Copy every row below, word for word and line for line.

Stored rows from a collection
────────────────
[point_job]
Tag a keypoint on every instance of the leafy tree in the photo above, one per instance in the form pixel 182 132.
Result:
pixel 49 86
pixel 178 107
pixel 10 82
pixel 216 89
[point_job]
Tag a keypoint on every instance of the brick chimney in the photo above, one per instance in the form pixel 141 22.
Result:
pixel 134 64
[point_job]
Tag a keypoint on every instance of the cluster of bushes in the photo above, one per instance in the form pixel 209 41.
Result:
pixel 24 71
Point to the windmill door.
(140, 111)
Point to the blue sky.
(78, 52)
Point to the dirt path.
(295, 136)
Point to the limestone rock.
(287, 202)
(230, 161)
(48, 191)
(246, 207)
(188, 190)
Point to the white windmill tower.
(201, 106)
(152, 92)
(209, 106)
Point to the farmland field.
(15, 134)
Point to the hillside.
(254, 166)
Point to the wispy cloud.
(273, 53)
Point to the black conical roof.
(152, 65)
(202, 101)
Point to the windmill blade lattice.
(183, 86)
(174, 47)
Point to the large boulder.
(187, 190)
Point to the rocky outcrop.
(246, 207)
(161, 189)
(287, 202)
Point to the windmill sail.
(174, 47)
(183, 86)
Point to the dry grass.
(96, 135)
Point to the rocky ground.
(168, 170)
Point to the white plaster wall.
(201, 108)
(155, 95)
────────────────
## RESPONSE
[point_job]
Tag a keypoint on every instance of the leafy tree in the photo above, one per instance in the form pixel 182 132.
Result:
pixel 49 86
pixel 178 107
pixel 10 82
pixel 216 89
[point_job]
Tag a keypoint on every instance of the brick chimney in the photo above, one per instance in the form pixel 141 22.
Result:
pixel 134 64
[point_job]
Tag a keypoint on every instance of the cluster of bushes in the photo above, one per instance in the form pixel 209 41.
Result:
pixel 24 71
Point to the windmill door.
(140, 111)
Point to the blue sky.
(78, 52)
Point to the dirt path.
(295, 136)
Point to the limestone rock.
(287, 202)
(230, 161)
(48, 191)
(246, 207)
(188, 190)
Point to the white windmill tower.
(201, 106)
(152, 92)
(209, 106)
Point to the farmland field.
(15, 134)
Point to the hillside.
(254, 166)
Point to the wispy cloud.
(273, 53)
Point to the black conical roof.
(152, 65)
(202, 101)
Point to the windmill blade lattice.
(183, 86)
(174, 47)
Point to the large boulder.
(187, 190)
Point to the rocky outcrop.
(246, 207)
(161, 189)
(287, 202)
Point to the windmill sail.
(174, 47)
(183, 86)
Point to the dry grass.
(96, 135)
Point to the rocky ground.
(168, 170)
Point to the white plaster wall.
(201, 108)
(155, 95)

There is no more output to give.